-- start of Listed entries --

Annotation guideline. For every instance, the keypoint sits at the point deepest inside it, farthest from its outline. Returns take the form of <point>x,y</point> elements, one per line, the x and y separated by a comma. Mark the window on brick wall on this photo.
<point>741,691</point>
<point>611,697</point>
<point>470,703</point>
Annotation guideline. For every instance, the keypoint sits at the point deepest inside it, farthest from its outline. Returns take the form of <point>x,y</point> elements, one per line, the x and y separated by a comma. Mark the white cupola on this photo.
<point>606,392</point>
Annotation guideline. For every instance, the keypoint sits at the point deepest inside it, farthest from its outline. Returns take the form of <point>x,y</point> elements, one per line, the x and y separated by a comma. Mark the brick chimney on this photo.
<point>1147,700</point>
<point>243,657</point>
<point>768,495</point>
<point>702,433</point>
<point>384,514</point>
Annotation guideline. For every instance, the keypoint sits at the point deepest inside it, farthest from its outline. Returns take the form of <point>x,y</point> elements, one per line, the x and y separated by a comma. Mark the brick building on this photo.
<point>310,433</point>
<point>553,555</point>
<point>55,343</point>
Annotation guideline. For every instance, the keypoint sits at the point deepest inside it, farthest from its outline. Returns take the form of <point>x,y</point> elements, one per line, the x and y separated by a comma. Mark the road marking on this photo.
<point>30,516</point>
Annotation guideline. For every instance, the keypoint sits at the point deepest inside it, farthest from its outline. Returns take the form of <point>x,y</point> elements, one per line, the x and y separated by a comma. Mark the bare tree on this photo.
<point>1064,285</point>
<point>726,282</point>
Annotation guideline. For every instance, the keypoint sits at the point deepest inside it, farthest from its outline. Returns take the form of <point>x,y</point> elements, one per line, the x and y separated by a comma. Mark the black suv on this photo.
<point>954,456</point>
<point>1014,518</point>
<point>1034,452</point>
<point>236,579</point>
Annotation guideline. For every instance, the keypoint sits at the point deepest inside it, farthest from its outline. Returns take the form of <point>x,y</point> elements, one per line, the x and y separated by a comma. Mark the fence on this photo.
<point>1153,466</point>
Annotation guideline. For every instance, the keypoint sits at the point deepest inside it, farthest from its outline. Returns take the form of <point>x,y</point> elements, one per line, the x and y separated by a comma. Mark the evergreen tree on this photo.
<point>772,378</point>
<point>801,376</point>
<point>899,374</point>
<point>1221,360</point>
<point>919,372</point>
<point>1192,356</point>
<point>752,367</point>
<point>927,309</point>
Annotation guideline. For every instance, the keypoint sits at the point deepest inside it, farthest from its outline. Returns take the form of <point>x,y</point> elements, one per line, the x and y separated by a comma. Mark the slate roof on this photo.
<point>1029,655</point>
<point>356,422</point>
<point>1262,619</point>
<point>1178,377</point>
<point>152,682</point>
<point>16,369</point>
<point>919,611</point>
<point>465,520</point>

-- end of Listed entries --

§ **Task statement**
Generate an exact reproduction of all entries.

§ **Problem solution**
Annotation guideline. For every instance, the keypoint sits at the point deepest inside it, farthest from its outline. Returns take the form of <point>x,y</point> elements, one per line, the x and y separated by a comma. Mark the window on brick wall on this photo.
<point>741,691</point>
<point>611,697</point>
<point>470,703</point>
Annotation guideline. For every instance, the keypoint sits at the point deepest inside it, farthest from its outline. Returns take the form of <point>x,y</point> elements, one per line, the x and y separated by a comma. Mark the white cupola on this photo.
<point>606,392</point>
Annotation guideline. For every instance, the keypoint sits at the point deepest inside it, farthest from its outline. Returns take the form of <point>x,y</point> elements, one per line, the x and y separated by a comma. Mark the brick chimney on this photo.
<point>1147,700</point>
<point>243,657</point>
<point>768,495</point>
<point>702,433</point>
<point>384,514</point>
Annotation guideline. For every instance, the keypoint sits at the point deepest inside it, farthest from its outline. Returns take the form of <point>x,y</point> elements, one per line, the x and y separated by a comma. Mark the brick building on this photo.
<point>310,433</point>
<point>553,555</point>
<point>55,343</point>
Annotation guideline. For every instance, the keypoint sits at the point deepest inside it, farthest from its outline. Returns take the form of <point>x,y</point> elements, one per line, the x and y separated by a comma. Mark the road marking on this photo.
<point>30,516</point>
Annotation guideline. For every instance, the keypoint sits at the point deepest inside it, farthest from its outline. Returns take the form of <point>x,y</point> elements, one per line, the x and y separated by a comma. Mark the bare tree on this photo.
<point>1064,285</point>
<point>726,282</point>
Annotation guideline. For every instance, the keypoint sits at the point deepest inside it, farthest from its outline. Returns take the form of <point>x,y</point> elements, one per line, the x and y separated by a comma. Mark the black suv on this photo.
<point>954,456</point>
<point>1014,518</point>
<point>1034,452</point>
<point>236,579</point>
Annotation guideline. For every instance, the keypoint sits at the point deepest inside it, farthest from its outline. Returns take the form of <point>x,y</point> elements, one per line, the x and y separated by a comma. Mark the fence on this photo.
<point>1153,466</point>
Annotation guideline. For every instance, the keypoint sits at the point deepest inside it, farthest from its outline. Returns take the form of <point>x,y</point> elements, one per line, the x and y separated by a comma. Mark the evergreen tree on this photo.
<point>772,378</point>
<point>801,376</point>
<point>899,374</point>
<point>1221,360</point>
<point>919,372</point>
<point>1192,356</point>
<point>752,367</point>
<point>927,309</point>
Annotation guideline. For every instance, the keypoint sits at the point deepest inside it, farthest from its outline. Returns take the form of <point>x,y</point> elements, one per line, the x and y separated by a comma. Mark the slate roof on this photo.
<point>1029,655</point>
<point>356,422</point>
<point>1262,619</point>
<point>1178,377</point>
<point>152,682</point>
<point>16,369</point>
<point>919,611</point>
<point>465,520</point>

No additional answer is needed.